[Stored dataset items]
+ + + + +
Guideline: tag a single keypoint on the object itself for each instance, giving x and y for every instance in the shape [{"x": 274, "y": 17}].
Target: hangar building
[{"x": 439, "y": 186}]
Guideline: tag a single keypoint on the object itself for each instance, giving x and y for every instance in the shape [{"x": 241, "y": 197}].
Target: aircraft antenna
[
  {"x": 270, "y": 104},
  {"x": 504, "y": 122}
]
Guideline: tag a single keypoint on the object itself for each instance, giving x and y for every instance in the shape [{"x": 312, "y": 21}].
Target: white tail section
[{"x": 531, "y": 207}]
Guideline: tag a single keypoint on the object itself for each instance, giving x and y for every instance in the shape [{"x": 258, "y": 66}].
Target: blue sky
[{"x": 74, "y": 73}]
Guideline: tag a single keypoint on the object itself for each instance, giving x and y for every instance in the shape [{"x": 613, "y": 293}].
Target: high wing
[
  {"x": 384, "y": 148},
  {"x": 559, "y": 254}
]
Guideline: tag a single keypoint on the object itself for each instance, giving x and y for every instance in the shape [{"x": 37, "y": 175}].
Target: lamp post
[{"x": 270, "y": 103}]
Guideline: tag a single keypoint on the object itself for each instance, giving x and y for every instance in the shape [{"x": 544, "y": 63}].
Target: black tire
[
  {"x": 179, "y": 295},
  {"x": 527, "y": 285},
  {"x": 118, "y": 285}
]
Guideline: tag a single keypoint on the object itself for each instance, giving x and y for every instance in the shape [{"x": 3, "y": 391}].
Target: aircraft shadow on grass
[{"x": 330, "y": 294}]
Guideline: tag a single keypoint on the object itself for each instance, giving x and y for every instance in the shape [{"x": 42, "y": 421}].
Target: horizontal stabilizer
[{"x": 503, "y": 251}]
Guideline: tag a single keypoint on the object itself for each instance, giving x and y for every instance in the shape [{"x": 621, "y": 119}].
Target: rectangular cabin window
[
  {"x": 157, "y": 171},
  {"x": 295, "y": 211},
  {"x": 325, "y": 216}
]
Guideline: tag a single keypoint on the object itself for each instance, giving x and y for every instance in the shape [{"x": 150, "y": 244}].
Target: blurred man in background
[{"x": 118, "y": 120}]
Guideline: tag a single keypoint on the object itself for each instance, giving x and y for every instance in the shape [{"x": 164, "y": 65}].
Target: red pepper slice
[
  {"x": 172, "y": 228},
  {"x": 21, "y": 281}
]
+ + + + +
[Description of the task]:
Count the lines in the listing that contain the word "Target", treating case as significant. Reply with the number alone.

[Expected answer]:
12